▶ [REQUEST] Copy out, word for word, the rows below starting at the line containing "Shot-chart prep: mark the man's neck" and ending at the line containing "column 395, row 72", both lines included.

Rows from a pointing dataset
====
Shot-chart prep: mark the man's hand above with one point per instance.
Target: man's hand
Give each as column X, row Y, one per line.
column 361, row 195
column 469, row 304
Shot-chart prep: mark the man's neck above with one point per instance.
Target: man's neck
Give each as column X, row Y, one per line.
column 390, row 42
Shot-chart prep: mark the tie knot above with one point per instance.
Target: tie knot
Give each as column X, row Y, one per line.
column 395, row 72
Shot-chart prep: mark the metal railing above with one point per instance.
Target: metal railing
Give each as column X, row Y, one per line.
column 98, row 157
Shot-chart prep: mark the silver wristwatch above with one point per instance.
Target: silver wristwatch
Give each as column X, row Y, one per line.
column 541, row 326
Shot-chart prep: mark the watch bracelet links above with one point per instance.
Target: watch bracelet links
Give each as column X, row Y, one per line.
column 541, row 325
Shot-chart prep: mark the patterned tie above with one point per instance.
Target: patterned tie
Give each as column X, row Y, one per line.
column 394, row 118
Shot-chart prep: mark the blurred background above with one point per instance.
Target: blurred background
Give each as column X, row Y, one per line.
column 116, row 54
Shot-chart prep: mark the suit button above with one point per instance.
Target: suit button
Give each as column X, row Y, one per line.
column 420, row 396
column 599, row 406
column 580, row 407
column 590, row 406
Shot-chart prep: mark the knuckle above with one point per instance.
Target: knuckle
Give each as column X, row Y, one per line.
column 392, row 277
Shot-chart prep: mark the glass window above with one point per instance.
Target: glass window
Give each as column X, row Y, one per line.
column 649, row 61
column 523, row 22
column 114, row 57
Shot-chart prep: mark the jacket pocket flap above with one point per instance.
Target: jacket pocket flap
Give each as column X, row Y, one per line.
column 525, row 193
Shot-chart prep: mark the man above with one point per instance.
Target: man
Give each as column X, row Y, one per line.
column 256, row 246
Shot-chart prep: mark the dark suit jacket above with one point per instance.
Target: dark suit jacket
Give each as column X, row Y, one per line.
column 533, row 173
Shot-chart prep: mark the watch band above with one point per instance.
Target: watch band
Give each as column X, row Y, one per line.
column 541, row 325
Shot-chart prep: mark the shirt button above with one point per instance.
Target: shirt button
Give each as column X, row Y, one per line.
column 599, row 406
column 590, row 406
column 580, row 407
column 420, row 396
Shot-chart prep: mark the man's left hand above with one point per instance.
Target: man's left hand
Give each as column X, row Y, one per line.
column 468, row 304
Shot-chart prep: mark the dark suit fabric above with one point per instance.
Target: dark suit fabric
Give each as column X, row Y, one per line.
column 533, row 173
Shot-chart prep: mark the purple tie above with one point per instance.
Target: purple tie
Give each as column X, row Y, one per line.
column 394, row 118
====
▶ [TASK RESULT]
Shot-chart prep: mark the man's neck above with one point per instance.
Target: man's neck
Give each as column X, row Y, one per line.
column 390, row 42
Shot-chart prep: mark the tie knot above with one point per instance.
Target: tie knot
Give each as column X, row Y, one per line.
column 395, row 72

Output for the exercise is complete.